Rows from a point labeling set

++++++++++++++++++++

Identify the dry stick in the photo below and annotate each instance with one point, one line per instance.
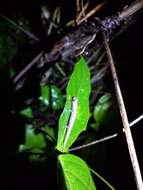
(93, 11)
(129, 139)
(104, 138)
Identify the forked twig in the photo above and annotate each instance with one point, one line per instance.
(104, 138)
(93, 11)
(126, 125)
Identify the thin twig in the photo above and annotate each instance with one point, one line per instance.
(104, 138)
(28, 33)
(129, 139)
(93, 11)
(28, 67)
(82, 12)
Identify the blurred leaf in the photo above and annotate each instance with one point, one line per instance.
(79, 87)
(76, 173)
(27, 112)
(34, 143)
(57, 98)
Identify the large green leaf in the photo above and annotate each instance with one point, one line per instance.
(78, 88)
(76, 173)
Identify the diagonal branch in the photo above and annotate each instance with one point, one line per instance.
(126, 125)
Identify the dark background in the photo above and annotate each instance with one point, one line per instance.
(127, 51)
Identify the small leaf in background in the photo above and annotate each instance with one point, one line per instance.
(76, 173)
(11, 72)
(8, 48)
(103, 110)
(44, 97)
(27, 112)
(57, 98)
(34, 143)
(80, 88)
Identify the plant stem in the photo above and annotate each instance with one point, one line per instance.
(129, 139)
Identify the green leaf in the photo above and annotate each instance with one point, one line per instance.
(34, 143)
(45, 97)
(79, 88)
(57, 98)
(76, 173)
(8, 49)
(27, 112)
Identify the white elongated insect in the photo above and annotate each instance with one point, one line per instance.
(71, 119)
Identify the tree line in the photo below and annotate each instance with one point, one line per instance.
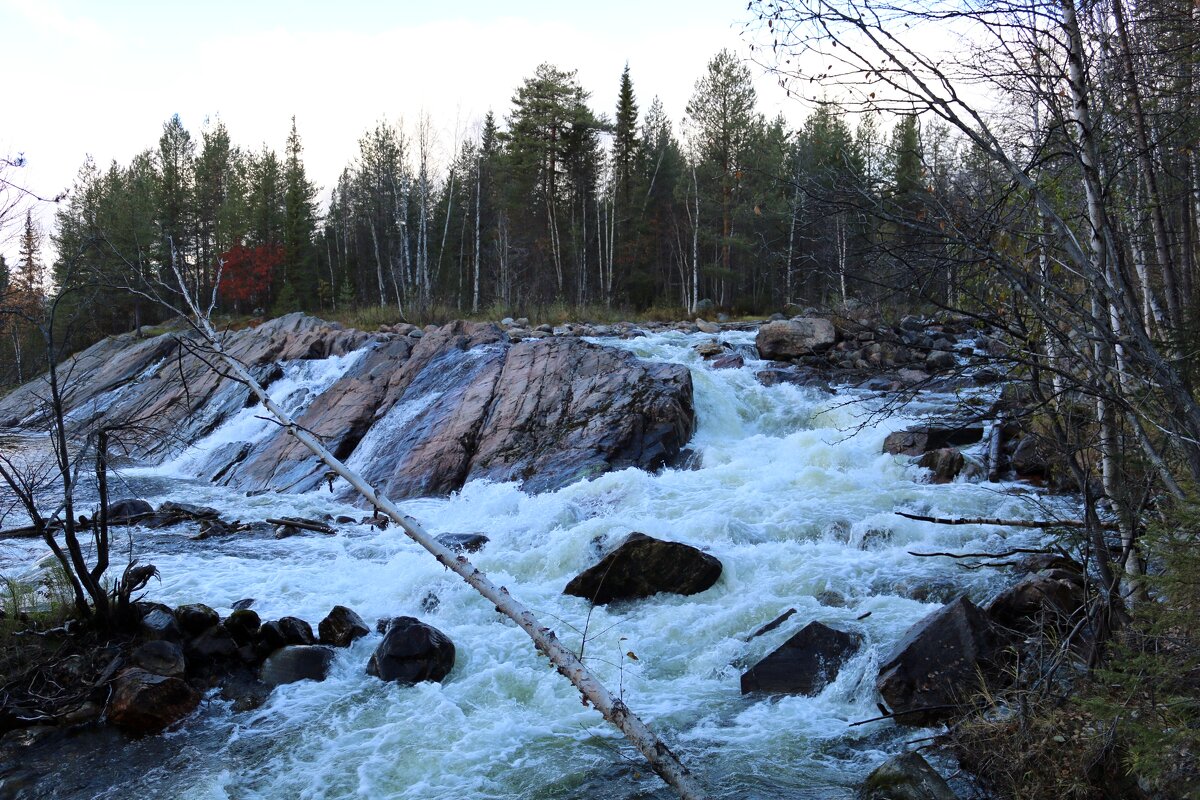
(553, 203)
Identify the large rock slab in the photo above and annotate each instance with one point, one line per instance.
(143, 702)
(567, 409)
(339, 416)
(792, 338)
(935, 668)
(805, 663)
(414, 416)
(411, 653)
(642, 566)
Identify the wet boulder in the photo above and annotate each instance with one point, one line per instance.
(341, 626)
(211, 645)
(243, 625)
(642, 566)
(463, 542)
(297, 662)
(792, 338)
(935, 668)
(940, 360)
(805, 663)
(125, 512)
(159, 623)
(411, 653)
(906, 776)
(945, 463)
(283, 631)
(196, 618)
(1032, 457)
(160, 657)
(729, 361)
(924, 438)
(1050, 597)
(144, 703)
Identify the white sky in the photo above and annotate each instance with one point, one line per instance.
(100, 78)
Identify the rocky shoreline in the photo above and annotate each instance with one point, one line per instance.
(540, 405)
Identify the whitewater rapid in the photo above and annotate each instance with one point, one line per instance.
(792, 494)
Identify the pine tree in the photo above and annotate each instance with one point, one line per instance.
(29, 281)
(175, 210)
(299, 228)
(721, 113)
(624, 146)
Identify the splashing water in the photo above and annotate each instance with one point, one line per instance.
(792, 494)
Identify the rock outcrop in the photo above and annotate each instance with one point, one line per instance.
(790, 338)
(805, 663)
(341, 626)
(936, 667)
(925, 438)
(415, 416)
(411, 653)
(642, 566)
(297, 662)
(143, 702)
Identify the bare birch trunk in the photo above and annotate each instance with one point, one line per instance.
(660, 757)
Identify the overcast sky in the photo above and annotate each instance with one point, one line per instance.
(100, 78)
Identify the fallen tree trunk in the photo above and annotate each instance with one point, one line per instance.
(660, 757)
(303, 524)
(1008, 523)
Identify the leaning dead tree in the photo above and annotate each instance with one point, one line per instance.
(659, 756)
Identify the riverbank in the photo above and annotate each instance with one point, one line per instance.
(787, 485)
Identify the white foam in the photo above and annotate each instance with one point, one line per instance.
(791, 495)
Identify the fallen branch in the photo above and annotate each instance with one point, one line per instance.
(660, 757)
(1007, 523)
(304, 524)
(1019, 551)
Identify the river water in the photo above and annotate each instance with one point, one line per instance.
(793, 495)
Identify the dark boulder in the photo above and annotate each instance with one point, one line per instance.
(341, 626)
(297, 662)
(463, 542)
(160, 657)
(213, 645)
(124, 512)
(196, 618)
(285, 631)
(773, 624)
(729, 361)
(906, 776)
(945, 463)
(143, 702)
(935, 668)
(1032, 457)
(940, 360)
(1051, 597)
(160, 623)
(411, 653)
(643, 566)
(243, 625)
(805, 663)
(921, 439)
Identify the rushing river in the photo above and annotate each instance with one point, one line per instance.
(791, 493)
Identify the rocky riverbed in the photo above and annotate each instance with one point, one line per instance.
(559, 447)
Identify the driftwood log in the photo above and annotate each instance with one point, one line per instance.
(655, 751)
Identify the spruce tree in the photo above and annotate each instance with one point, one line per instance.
(299, 227)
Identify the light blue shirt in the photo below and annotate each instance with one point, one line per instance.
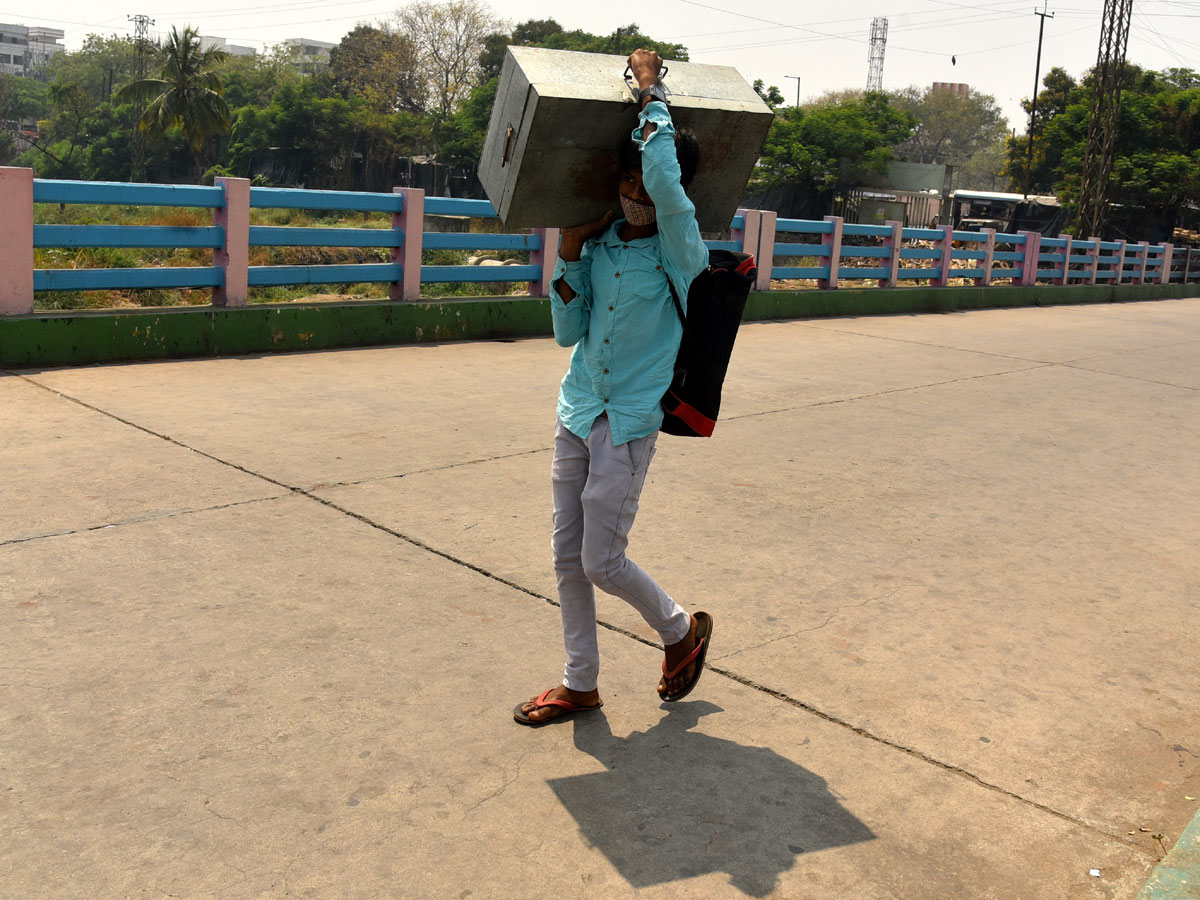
(623, 322)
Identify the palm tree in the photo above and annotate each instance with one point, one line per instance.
(186, 93)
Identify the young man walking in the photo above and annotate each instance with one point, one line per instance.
(611, 300)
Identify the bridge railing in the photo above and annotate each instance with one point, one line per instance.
(825, 253)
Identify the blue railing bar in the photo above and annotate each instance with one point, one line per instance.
(801, 250)
(262, 276)
(475, 274)
(873, 271)
(121, 279)
(451, 240)
(923, 234)
(121, 195)
(865, 252)
(297, 237)
(127, 237)
(346, 201)
(802, 226)
(787, 271)
(865, 231)
(456, 207)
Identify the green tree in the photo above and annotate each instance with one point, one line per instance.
(949, 129)
(449, 39)
(1156, 168)
(379, 65)
(833, 147)
(771, 96)
(186, 93)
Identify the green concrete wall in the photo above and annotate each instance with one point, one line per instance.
(72, 339)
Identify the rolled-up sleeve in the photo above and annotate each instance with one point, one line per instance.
(683, 249)
(570, 319)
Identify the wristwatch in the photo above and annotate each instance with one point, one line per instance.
(655, 91)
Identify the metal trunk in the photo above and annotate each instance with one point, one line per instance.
(550, 159)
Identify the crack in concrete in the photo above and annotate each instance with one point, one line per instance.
(135, 520)
(815, 628)
(724, 672)
(891, 390)
(1132, 378)
(433, 468)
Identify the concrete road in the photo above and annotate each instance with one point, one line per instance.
(263, 622)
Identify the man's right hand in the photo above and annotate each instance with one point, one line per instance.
(575, 238)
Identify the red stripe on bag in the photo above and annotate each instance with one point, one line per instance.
(693, 418)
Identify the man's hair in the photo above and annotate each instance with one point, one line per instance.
(687, 151)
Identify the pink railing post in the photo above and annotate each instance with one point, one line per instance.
(766, 256)
(233, 256)
(546, 256)
(1030, 261)
(832, 240)
(946, 244)
(989, 257)
(892, 244)
(1164, 274)
(1063, 276)
(411, 223)
(748, 234)
(16, 241)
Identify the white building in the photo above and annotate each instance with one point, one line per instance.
(23, 49)
(233, 49)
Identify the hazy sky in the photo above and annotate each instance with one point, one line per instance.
(990, 45)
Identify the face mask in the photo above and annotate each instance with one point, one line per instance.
(637, 213)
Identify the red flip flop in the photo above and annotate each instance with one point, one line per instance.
(545, 700)
(703, 637)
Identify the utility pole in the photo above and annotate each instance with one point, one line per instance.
(1102, 126)
(1033, 107)
(797, 88)
(141, 42)
(875, 55)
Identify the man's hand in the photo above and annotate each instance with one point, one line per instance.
(575, 238)
(573, 247)
(646, 66)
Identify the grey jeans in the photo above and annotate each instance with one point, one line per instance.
(597, 487)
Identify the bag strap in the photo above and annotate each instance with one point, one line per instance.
(675, 297)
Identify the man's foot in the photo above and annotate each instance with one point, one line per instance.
(555, 703)
(678, 679)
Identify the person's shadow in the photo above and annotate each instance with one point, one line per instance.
(675, 804)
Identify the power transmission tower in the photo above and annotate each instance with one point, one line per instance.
(1103, 121)
(1033, 106)
(875, 55)
(142, 46)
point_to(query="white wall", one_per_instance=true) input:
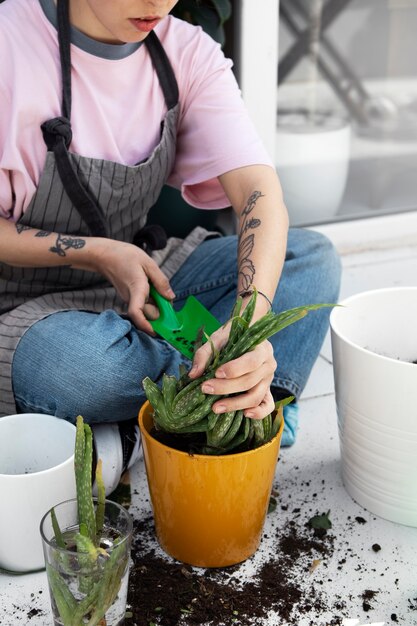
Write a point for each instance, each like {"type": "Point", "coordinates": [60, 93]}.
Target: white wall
{"type": "Point", "coordinates": [256, 59]}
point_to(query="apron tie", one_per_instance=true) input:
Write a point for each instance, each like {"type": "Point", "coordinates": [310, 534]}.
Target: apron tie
{"type": "Point", "coordinates": [151, 237]}
{"type": "Point", "coordinates": [55, 128]}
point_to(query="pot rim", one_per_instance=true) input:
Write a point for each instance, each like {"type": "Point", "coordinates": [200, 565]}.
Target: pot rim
{"type": "Point", "coordinates": [48, 470]}
{"type": "Point", "coordinates": [335, 329]}
{"type": "Point", "coordinates": [218, 457]}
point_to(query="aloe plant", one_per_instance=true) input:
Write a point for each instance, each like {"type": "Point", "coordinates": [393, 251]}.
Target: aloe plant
{"type": "Point", "coordinates": [181, 408]}
{"type": "Point", "coordinates": [100, 572]}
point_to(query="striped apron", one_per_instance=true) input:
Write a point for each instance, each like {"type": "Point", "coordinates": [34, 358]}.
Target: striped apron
{"type": "Point", "coordinates": [81, 196]}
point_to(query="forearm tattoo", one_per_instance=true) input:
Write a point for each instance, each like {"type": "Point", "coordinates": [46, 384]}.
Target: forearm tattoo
{"type": "Point", "coordinates": [247, 242]}
{"type": "Point", "coordinates": [62, 243]}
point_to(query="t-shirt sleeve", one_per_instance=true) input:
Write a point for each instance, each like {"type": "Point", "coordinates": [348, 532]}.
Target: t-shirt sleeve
{"type": "Point", "coordinates": [215, 132]}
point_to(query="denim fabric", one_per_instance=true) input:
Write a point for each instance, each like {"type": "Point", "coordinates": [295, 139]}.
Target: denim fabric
{"type": "Point", "coordinates": [77, 362]}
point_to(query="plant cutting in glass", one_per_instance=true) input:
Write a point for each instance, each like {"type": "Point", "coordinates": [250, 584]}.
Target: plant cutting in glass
{"type": "Point", "coordinates": [181, 408]}
{"type": "Point", "coordinates": [88, 561]}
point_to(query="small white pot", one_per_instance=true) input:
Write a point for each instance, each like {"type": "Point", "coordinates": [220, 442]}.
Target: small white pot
{"type": "Point", "coordinates": [36, 472]}
{"type": "Point", "coordinates": [374, 344]}
{"type": "Point", "coordinates": [312, 163]}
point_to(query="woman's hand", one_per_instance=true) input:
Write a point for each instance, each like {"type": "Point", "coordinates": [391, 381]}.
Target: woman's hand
{"type": "Point", "coordinates": [249, 376]}
{"type": "Point", "coordinates": [130, 269]}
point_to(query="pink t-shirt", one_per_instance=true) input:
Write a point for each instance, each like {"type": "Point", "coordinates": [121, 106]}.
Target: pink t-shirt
{"type": "Point", "coordinates": [117, 106]}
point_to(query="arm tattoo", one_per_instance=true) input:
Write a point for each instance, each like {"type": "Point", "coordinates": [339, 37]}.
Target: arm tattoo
{"type": "Point", "coordinates": [20, 228]}
{"type": "Point", "coordinates": [247, 242]}
{"type": "Point", "coordinates": [64, 243]}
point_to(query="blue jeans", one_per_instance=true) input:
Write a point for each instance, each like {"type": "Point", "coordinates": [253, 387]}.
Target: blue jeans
{"type": "Point", "coordinates": [76, 362]}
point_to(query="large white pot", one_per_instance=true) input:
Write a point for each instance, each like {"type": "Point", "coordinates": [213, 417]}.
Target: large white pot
{"type": "Point", "coordinates": [312, 162]}
{"type": "Point", "coordinates": [36, 472]}
{"type": "Point", "coordinates": [374, 344]}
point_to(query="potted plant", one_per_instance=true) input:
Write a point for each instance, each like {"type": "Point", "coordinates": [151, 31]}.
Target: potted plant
{"type": "Point", "coordinates": [210, 476]}
{"type": "Point", "coordinates": [86, 544]}
{"type": "Point", "coordinates": [312, 140]}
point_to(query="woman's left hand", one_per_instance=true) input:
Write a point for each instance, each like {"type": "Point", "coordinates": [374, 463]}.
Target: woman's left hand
{"type": "Point", "coordinates": [249, 376]}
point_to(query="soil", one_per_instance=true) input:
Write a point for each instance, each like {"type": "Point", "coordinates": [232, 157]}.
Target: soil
{"type": "Point", "coordinates": [167, 593]}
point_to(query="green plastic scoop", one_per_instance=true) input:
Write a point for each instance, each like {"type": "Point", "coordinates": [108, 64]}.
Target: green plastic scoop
{"type": "Point", "coordinates": [181, 328]}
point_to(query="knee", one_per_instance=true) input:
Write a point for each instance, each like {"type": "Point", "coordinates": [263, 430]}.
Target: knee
{"type": "Point", "coordinates": [319, 258]}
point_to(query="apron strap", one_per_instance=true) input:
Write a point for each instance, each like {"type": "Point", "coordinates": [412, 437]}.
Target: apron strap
{"type": "Point", "coordinates": [57, 132]}
{"type": "Point", "coordinates": [163, 69]}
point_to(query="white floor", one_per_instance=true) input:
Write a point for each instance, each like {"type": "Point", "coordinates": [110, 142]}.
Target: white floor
{"type": "Point", "coordinates": [308, 479]}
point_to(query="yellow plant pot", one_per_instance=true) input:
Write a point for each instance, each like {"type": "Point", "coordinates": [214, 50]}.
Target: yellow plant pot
{"type": "Point", "coordinates": [209, 511]}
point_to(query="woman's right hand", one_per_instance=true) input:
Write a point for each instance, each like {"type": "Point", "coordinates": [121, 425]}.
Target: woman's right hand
{"type": "Point", "coordinates": [130, 269]}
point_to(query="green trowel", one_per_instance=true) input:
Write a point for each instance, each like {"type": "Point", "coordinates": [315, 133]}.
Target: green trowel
{"type": "Point", "coordinates": [181, 328]}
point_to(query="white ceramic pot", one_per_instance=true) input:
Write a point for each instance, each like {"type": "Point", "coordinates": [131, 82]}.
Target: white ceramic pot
{"type": "Point", "coordinates": [312, 162]}
{"type": "Point", "coordinates": [374, 344]}
{"type": "Point", "coordinates": [36, 472]}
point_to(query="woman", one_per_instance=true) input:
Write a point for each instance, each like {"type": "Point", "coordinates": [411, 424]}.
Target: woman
{"type": "Point", "coordinates": [102, 103]}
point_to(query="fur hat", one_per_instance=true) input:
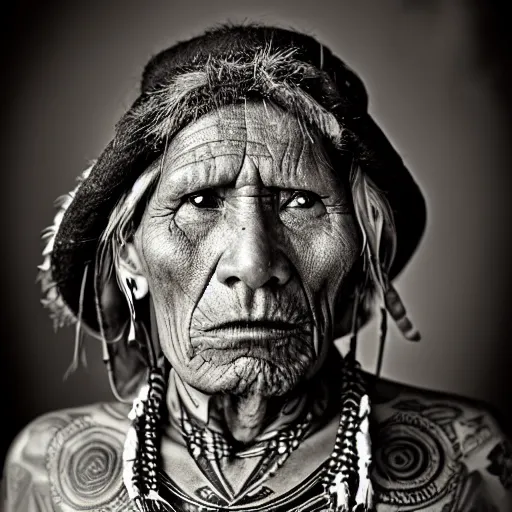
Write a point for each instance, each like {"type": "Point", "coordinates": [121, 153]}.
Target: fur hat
{"type": "Point", "coordinates": [226, 65]}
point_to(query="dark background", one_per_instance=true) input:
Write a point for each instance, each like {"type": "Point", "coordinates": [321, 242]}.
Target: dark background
{"type": "Point", "coordinates": [439, 79]}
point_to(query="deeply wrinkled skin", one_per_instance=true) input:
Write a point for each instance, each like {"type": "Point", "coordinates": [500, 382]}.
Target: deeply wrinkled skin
{"type": "Point", "coordinates": [248, 224]}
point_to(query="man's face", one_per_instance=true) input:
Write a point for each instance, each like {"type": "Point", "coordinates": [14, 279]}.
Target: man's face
{"type": "Point", "coordinates": [245, 244]}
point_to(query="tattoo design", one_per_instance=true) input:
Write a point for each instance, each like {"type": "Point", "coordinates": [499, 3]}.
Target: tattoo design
{"type": "Point", "coordinates": [417, 462]}
{"type": "Point", "coordinates": [85, 468]}
{"type": "Point", "coordinates": [22, 494]}
{"type": "Point", "coordinates": [501, 463]}
{"type": "Point", "coordinates": [472, 433]}
{"type": "Point", "coordinates": [18, 484]}
{"type": "Point", "coordinates": [474, 497]}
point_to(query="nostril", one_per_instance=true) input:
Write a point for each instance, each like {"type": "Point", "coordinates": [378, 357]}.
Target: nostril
{"type": "Point", "coordinates": [273, 281]}
{"type": "Point", "coordinates": [230, 281]}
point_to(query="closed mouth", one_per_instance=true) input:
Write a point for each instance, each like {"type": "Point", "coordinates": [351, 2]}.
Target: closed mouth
{"type": "Point", "coordinates": [250, 331]}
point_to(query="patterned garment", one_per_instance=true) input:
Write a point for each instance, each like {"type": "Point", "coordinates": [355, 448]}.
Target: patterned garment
{"type": "Point", "coordinates": [291, 501]}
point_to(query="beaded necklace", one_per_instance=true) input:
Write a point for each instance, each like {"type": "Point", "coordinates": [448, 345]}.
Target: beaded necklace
{"type": "Point", "coordinates": [345, 481]}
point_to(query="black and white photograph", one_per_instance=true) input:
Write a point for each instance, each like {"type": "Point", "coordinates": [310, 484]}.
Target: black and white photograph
{"type": "Point", "coordinates": [256, 256]}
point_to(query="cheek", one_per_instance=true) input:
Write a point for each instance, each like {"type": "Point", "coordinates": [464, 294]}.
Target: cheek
{"type": "Point", "coordinates": [324, 254]}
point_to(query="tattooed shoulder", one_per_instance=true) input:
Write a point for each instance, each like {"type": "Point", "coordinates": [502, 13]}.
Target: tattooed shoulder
{"type": "Point", "coordinates": [438, 452]}
{"type": "Point", "coordinates": [68, 460]}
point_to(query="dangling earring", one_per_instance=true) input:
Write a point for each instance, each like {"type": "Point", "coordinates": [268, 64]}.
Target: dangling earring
{"type": "Point", "coordinates": [131, 287]}
{"type": "Point", "coordinates": [354, 325]}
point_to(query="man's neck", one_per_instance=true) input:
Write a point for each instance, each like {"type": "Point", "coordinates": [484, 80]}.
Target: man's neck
{"type": "Point", "coordinates": [242, 419]}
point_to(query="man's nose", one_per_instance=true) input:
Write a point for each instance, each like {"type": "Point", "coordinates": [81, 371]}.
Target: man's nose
{"type": "Point", "coordinates": [253, 257]}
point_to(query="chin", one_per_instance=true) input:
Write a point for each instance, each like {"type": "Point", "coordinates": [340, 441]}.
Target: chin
{"type": "Point", "coordinates": [243, 372]}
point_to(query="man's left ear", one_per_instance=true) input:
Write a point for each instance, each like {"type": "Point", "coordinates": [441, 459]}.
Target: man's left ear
{"type": "Point", "coordinates": [129, 271]}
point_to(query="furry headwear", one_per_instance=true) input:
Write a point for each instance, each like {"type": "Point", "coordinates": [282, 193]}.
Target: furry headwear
{"type": "Point", "coordinates": [223, 66]}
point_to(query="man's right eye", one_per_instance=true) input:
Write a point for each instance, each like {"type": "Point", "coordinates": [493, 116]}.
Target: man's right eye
{"type": "Point", "coordinates": [205, 199]}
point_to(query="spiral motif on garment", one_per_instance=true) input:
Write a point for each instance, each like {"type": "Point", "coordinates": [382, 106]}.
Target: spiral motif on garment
{"type": "Point", "coordinates": [85, 466]}
{"type": "Point", "coordinates": [414, 462]}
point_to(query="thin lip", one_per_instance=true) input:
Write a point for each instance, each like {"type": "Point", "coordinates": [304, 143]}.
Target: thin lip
{"type": "Point", "coordinates": [254, 325]}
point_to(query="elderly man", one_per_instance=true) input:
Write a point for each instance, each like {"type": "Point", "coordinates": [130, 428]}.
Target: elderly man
{"type": "Point", "coordinates": [247, 213]}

++++++++++++++++++++

Which lines of the rows above contain the word "pink"? Report each of them in full.

*Full answer:*
Identify the pink railing post in the photo above and annotate each instance with one point, one line per instance.
point_to(query="pink t-shirt", one_per_instance=true) input:
Target: pink t-shirt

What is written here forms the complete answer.